Challenge 1 »
In the château wedding article, which song did the harp and violin open with?
Challenge 2 »
Please carry the château wedding article forward from its last sentence.

Document segment »
+--
A Jewish Destination Wedding at Château Saint-Martin-du-Tertre Near Paris
A 240-guest modern Jewish destination wedding at a 19th-century château in the Val-d’Oise, an hour north of Paris — a chuppah at the rotunda, a late-summer dinner under the lit façade, three return coaches to Paris, and a four-day wedding week planned by Kiss Me in Paris.
A 240-Guest Jewish Château Wedding, Start to Finis
This was a 240-guest modern Jewish destination wedding at Château Saint-Martin-du-Tertre, an hour north of Paris, planned across four days by Kiss Me in Paris.
The harp and violin opened with Rufus du Sol’s “Innerbloom” just after half past six. The bride came down the aisle between her parents, mother on one side, father on the other — the Jewish processional — under the rotunda at the front of the château. The chuppah had been built that morning. It caught the last of the late-summer light.
Guests had arrived from six. They stepped off coaches that left central Paris an hour earlier, took a bellini at the welcome table, and the men chose a kippah from a white tray. The groom had walked in to Coldplay’s “Yellow,” his parents beside him. Both families gathered close. Two cups of wine. The ring. The ketubah, read aloud. Seven blessings. The wrapped glass under his foot. The first kiss.
+--
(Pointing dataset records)
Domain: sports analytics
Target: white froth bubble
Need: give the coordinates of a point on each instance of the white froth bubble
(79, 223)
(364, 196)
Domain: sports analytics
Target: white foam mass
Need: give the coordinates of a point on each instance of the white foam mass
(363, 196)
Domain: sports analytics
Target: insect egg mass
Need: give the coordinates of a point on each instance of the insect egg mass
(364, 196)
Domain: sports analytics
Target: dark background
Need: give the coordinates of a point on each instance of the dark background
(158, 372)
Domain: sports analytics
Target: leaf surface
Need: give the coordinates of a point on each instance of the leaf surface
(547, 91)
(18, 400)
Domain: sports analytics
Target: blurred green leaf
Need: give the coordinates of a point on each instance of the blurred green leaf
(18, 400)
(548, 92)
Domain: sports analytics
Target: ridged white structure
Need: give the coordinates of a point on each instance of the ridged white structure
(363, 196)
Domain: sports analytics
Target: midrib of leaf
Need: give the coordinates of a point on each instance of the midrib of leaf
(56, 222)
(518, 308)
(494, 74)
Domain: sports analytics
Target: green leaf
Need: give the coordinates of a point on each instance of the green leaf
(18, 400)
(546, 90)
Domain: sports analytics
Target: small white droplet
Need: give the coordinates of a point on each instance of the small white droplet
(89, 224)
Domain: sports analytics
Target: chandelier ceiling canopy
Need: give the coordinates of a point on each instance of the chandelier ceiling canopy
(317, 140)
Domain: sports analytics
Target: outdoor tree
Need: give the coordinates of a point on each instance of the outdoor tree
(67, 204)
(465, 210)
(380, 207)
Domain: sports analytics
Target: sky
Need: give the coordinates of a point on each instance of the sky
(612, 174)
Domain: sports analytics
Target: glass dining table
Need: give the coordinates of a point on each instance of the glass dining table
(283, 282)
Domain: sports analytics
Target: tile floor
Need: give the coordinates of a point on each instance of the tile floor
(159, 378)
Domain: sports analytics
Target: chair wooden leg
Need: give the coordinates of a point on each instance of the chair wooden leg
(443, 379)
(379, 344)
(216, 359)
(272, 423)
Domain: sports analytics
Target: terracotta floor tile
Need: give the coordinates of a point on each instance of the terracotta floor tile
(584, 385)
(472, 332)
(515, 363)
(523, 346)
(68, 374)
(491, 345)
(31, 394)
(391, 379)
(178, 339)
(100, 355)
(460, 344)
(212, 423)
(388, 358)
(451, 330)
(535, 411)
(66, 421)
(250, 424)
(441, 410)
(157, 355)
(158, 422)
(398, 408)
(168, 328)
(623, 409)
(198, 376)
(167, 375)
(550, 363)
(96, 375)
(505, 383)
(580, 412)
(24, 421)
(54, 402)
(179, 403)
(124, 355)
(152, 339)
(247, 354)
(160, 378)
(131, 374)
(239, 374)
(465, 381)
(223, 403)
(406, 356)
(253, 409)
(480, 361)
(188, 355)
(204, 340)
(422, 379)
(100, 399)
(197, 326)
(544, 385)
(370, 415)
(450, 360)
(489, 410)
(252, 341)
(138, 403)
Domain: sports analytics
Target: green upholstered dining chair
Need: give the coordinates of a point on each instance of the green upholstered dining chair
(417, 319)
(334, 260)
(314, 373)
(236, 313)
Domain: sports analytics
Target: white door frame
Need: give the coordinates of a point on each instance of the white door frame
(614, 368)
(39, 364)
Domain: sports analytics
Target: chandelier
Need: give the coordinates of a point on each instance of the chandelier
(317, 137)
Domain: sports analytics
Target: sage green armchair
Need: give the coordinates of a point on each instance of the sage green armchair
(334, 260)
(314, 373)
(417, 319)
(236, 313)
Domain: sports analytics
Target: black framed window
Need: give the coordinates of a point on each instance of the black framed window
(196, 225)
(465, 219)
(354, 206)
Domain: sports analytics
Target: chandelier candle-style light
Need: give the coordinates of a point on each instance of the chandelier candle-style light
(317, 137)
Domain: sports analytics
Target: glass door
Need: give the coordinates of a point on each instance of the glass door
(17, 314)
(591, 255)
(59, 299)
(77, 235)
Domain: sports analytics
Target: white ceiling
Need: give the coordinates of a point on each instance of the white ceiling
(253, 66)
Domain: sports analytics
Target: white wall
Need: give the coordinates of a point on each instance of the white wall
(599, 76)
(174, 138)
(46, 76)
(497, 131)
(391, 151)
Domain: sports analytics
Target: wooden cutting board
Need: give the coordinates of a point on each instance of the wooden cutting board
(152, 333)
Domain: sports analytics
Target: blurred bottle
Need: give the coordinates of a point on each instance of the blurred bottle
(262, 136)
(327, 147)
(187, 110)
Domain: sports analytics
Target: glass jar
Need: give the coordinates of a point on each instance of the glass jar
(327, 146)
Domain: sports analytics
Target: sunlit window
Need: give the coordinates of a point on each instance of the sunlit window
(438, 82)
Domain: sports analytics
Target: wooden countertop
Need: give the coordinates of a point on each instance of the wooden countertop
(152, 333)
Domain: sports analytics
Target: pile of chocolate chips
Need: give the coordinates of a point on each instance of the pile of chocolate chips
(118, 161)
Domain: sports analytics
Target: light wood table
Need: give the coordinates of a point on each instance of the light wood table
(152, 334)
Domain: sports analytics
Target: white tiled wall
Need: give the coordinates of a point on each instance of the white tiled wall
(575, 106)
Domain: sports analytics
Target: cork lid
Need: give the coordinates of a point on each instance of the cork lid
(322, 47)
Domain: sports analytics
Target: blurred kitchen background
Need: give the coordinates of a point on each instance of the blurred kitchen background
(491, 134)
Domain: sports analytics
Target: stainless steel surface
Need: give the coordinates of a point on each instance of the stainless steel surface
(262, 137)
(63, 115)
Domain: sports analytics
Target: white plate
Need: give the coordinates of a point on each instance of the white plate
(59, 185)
+--
Exercise response 1 »
Rufus du Sol’s “Innerbloom.”

Exercise response 2 »
By eight, the chuppah florals had become the dance installation. By nine, the band gave the room to the DJ. By midnight, two costumed dancers opened the Hora Loca, a Venezuelan tradition the bride grew up with. Three coaches carried guests back to Paris through the night: one at one, one at three, one at five.

Wedding Quick Facts
| Season | Late summer · Sunday celebration |
| Venue | Château Saint-Martin-du-Tertre, Val-d’Oise (north of Paris) |
| Guest Count | 240 |
| Ceremony | Modern Jewish ceremony under a chuppah, rabbi-officiated |
| Couple | Bride — Venezuelan-American with a French mother. Groom — American. |
| Planning Scope | Full-service · 18 months · KMIP-led, 16 vendors |
| Wedding Week | Thursday Crazy Horse Paris · Friday Shabbat dinner at Hôtel d’Évreux · Sunday wedding at the château |
Venue at a Glance
Château Saint-Martin-du-Tertre is a 19th-century estate in Val-d’Oise, what an American reader might call a French castle. The property allowed this 240-guest wedding to move through six guest zones across the evening: ceremony at the rotunda, cocktail hour on the gravel apron, buffet from the white room, dinner outdoors in front of the lit façade, dancing inside, and dessert in the library. Three return coaches to Paris were staged through the night.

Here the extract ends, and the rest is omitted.